§ TASK PROMPT: Pick up the piece on Chalamet's Kalshi ad and the controversy around the platform, writing what follows its final sentence.

§ DOCUMENT SEGMENT:
[Start of Attachment]
The platform sparked controversy “for what seemed like a death bet,” which led to legal action against them, according to TheWrap. The company’s CEO, Tarek Mansour, has since clarified that Kalshi does not list markets directly tied to death. That clarification is important because it signals a boundary around the company’s offerings, but it also reveals how fast markets can become reputational flashpoints. Even when a firm says it is not doing the thing critics allege, the underlying narrative can persist and spread, especially when a high-visibility personality plugs the product in a mainstream ad.
There is also a second layer here: politics and trust. TheWrap notes that some politicians, including George Santos, have been accused of using the prediction market platform as a means for insider trading and skewing their own elections. Whether any particular allegation is proven is not spelled out in the source, but the existence of accusations alone raises the stakes for boards and compliance teams. If a platform becomes entangled with allegations of insider dealing or election influence, it stops being “just a betting app” in the eyes of the public, investors, regulators, and partners. It becomes a category-wide governance test.
Chalamet’s ad also echoes other unconventional marketing, which helps explain why it felt like a surprise to fans. TheWrap says the ad resembles off-the-wall marketing Chalamet did for his Academy Award-nominated ping-pong movie “Marty Supreme,” including climbing atop the Sphere and pitching his campaign in a then-viral Zoom call. That context matters because it shows Chalamet is not new to chaotic, attention-grabbing promotion. The difference is that “Marty Supreme” is entertainment. Kalshi is a platform operating in a regulatory gray zone, with legal action history and political accusations attached. In category terms, the celebrity brand works like an accelerator: it can amplify adoption, but it can also amplify scrutiny.
[End of Attachment]
§ DATA PROVIDED:
[Start of Attachment]
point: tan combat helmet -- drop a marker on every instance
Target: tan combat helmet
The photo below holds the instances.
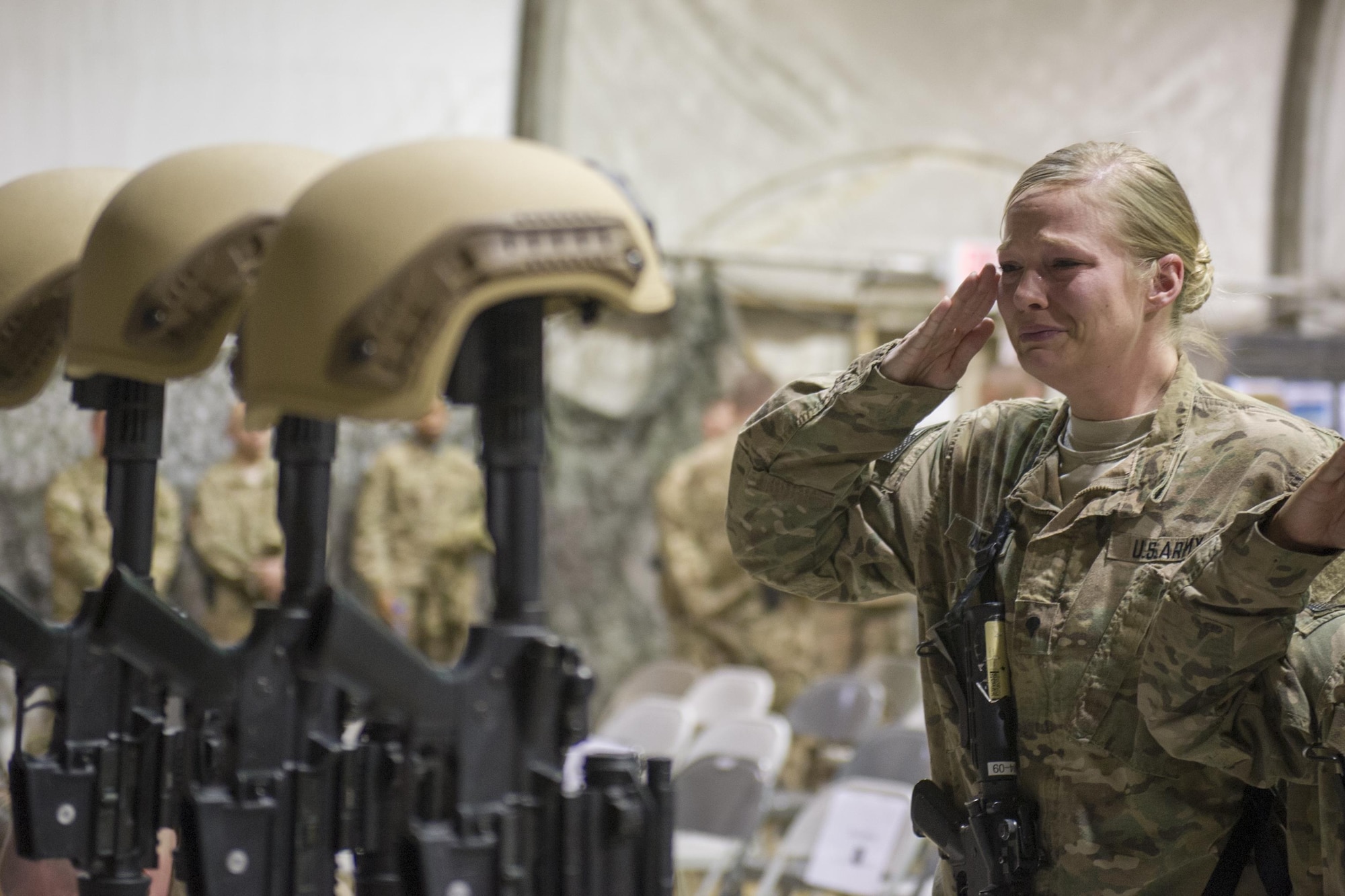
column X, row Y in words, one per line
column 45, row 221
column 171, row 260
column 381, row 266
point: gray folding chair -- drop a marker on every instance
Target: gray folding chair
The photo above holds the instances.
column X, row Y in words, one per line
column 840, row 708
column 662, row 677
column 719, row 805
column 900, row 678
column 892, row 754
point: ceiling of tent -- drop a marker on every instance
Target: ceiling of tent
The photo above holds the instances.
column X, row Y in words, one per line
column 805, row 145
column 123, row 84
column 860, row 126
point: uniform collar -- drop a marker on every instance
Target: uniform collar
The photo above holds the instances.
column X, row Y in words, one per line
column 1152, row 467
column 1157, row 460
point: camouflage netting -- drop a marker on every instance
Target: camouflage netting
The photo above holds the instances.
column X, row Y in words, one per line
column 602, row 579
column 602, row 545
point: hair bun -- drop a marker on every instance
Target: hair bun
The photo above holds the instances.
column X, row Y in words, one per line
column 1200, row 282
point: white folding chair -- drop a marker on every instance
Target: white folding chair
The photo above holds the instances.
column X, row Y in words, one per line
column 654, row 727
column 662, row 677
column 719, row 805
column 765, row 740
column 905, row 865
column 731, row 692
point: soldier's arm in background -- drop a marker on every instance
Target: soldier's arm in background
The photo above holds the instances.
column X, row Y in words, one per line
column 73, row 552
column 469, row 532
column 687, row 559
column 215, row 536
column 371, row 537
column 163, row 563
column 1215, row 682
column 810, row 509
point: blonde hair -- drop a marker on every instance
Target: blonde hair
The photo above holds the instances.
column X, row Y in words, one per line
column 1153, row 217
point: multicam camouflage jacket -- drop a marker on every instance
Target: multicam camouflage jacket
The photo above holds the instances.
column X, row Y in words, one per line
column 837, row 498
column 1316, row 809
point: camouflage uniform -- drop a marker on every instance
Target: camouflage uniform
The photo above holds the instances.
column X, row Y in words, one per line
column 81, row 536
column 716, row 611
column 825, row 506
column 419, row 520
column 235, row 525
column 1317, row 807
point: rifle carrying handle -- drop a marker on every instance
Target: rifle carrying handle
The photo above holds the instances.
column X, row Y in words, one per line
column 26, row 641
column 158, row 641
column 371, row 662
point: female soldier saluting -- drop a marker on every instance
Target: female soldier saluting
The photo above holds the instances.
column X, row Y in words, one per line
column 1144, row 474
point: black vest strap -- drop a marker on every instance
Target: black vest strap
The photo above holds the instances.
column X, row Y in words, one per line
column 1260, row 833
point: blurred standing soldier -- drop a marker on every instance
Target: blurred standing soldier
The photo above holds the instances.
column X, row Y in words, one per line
[End of Attachment]
§ ANSWER:
For executives at prediction markets, fintechs, and any consumer-facing platform that sits near legal or reputational fault lines, this moment is a live case study. A one-minute creative decision can turn into a public debate about incentives, ethics, and legality in the middle of normal business. The “Dune funds” and “courtside seats” jabs are not just jokes; they point to how people interpret partnerships. When audiences suspect someone is taking money from a controversial product, the endorsement stops being a neutral marketing channel and becomes a credibility referendum. That is a dangerous dynamic for companies whose regulatory posture depends on trust as much as on text in statutes.
The strategic takeaway is simple: endorsement risk is not only about whether your product works. It is about how your product is framed, who is associated with it, and what legal and political narratives are already circulating. The backlash TheWrap describes shows Kalshi is operating in a spotlight, even when the marketing is designed to look like a harmless pop-culture cameo. In a world where attention moves faster than compliance, these partnerships can accelerate both user growth and regulatory urgency. For boards and leadership teams, the question is not whether a celebrity ad gets views. It is whether it forces you to answer the hardest questions, sooner, and at a scale your competitors may not be dealing with yet.